#### [Activities]
a. List the labels of the concerns the brand team faced in the passage on the autoimmune therapy launch.
b. Continue the passage on the autoimmune therapy launch from its last sentence.
:: Excerpted passage ::
A specialty pharma company was preparing to launch a new therapy for a moderate-to-severe autoimmune condition. The competitive landscape included three established brands with significant market presence and marketing investment.

The brand team faced several concerns:

  • Unknown AI positioning: With over 40 million daily health queries on ChatGPT alone[2], patients and HCPs were already asking about treatment options. The team didn't know how (or if) AI systems mentioned their therapy, even pre-approval.
  • Competitor advantage: Established competitors had years of published content, clinical data, and source footprint. Their therapies appeared prominently in AI answers; the new brand was largely invisible.
  • Accuracy concerns: Pre-launch buzz and early clinical publications meant AI might already be making claims about the therapy - potentially inaccurate ones based on incomplete information.
:::
:: Supplied material ::
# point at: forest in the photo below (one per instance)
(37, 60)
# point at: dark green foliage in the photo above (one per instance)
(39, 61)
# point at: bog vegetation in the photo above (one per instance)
:::
#### [Replies]
a. Unknown AI positioning, Competitor advantage, Accuracy concerns

b.
  • Launch readiness: The team needed a clear picture of AI visibility before launch to prioritize content investments and ensure approved messaging would be reflected in AI answers.

What AI Pulse Found

AI Pulse ran a baseline analysis with 120 question variations covering patient intent (treatment options, side effects, cost, lifestyle) and HCP intent (mechanism, efficacy, dosing, guidelines) across all four major LLMs.

Visibility Gap

The initial baseline revealed significant visibility gaps:

Mention rate (all providers)
62%
Competitor A mention rate
94%
Competitor B mention rate
89%
Ranking position (when mentioned)
3.2 avg (often 3rd or 4th)

When the brand was mentioned, it typically appeared after two or three competitors, positioning it as an also-ran rather than a viable first-line option.

Positioning Issues

Beyond visibility, the Influence Graph revealed why competitors dominated:

  • Competitors had 40+ high-authority sources (journal articles, medical education sites, treatment guidelines) being cited by AI.
  • The new brand had only 8 citable sources, mostly early clinical trial publications and a corporate press release.
  • AI framing used competitor language: "established treatment options include..." with the new therapy mentioned as "an emerging option" or "in late-stage trials."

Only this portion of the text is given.